[PROMPT]:
Pick out every line of the entries below that contains the word "biggest", matching case exactly.
START
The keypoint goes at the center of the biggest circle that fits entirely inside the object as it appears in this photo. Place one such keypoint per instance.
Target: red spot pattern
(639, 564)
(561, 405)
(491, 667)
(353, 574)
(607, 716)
END
[FINISHED ANSWER]:
The keypoint goes at the center of the biggest circle that fits entirely inside the object as it appears in this photo. Place one such keypoint per instance.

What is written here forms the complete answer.